==== Task material ====
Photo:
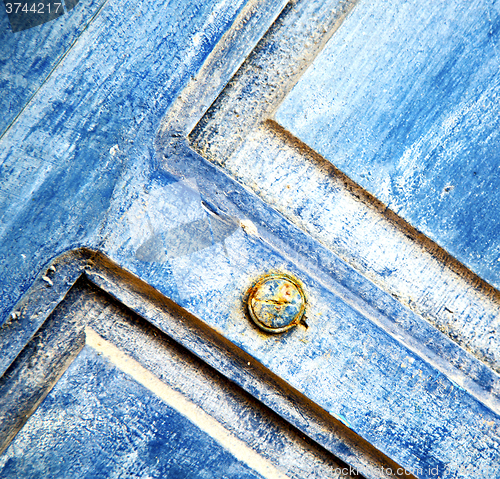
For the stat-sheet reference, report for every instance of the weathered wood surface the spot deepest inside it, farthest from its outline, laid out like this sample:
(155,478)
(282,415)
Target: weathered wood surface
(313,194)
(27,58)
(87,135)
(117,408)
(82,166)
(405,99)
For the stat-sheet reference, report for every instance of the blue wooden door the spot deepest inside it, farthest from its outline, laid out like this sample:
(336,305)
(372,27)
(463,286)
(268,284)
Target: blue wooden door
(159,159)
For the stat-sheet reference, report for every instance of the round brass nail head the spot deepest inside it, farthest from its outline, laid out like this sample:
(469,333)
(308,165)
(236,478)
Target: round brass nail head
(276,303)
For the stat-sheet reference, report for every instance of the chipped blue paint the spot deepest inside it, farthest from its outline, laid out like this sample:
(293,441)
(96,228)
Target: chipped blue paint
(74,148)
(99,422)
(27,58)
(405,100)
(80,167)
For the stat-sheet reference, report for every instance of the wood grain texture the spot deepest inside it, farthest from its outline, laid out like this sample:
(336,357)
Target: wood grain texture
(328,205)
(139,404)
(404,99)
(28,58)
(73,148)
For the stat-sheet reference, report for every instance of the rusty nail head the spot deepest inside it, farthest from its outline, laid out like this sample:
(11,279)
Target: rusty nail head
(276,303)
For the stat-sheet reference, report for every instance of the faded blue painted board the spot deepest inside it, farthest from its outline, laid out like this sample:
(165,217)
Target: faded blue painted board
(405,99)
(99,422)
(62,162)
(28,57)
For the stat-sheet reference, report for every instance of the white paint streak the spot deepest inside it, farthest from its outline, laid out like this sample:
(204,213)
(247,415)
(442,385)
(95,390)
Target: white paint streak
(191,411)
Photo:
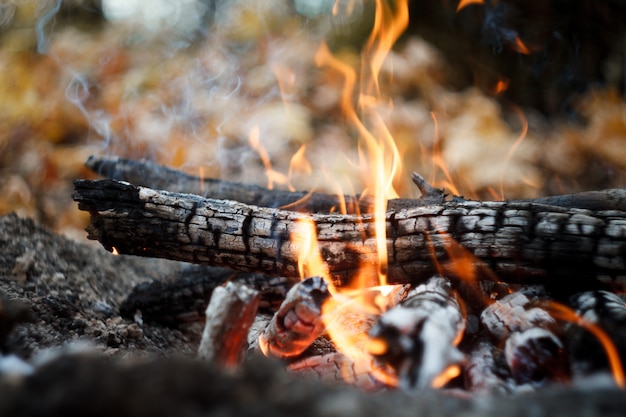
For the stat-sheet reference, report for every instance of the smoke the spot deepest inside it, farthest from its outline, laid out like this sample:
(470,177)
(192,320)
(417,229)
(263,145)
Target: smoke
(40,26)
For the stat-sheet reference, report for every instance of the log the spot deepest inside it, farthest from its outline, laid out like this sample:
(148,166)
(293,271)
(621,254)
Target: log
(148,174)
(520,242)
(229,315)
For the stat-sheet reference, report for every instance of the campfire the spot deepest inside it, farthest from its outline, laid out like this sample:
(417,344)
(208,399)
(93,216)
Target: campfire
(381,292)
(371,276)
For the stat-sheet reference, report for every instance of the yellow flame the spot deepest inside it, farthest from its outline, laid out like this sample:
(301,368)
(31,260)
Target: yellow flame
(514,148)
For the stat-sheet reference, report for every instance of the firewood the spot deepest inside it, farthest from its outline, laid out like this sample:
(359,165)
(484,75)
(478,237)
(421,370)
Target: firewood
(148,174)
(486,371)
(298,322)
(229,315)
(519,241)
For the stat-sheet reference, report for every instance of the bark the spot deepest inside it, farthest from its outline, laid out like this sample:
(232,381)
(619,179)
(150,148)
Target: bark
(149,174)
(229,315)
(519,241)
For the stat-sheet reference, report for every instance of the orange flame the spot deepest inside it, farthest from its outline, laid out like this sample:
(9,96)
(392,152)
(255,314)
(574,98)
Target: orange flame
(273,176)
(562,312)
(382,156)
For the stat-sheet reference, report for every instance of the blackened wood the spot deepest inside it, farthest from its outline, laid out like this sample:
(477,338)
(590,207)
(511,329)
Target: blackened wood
====
Challenge: Beginning at the line that holds "of the yellow", write out word for word each line through the end of the records.

Answer to this task:
For the stat-sheet reference, report for every instance of the yellow flame the spot deepest inside it, farthest from its outline, laid out like this sample:
(301,368)
(31,260)
Target: yellow flame
(514,148)
For the stat-sheet reference, report for every instance of the firewood the spot deepest inside it, farthest from its outline, laid out like this sample:
(359,165)
(484,75)
(478,237)
(421,370)
Target: firewood
(148,174)
(486,371)
(298,322)
(229,315)
(519,241)
For the stat-sheet reference, report for every instance of the bark the spot deepest inside it, farthest from its outline, laid out like this sample:
(232,381)
(619,179)
(150,148)
Target: bark
(149,174)
(229,315)
(519,241)
For the stat-sheet reference, report for every instance of the orange flame the spot deepest inside it, farthest from its outline, laid out like this sample:
(9,96)
(392,152)
(255,314)
(574,98)
Target: orange flame
(273,176)
(562,312)
(382,156)
For the stat-sheet reference, report for every instance of the blackened wood the spot deepest inside it, farthest from its outline, laid out like this sample:
(477,338)
(590,207)
(511,329)
Target: blackened wood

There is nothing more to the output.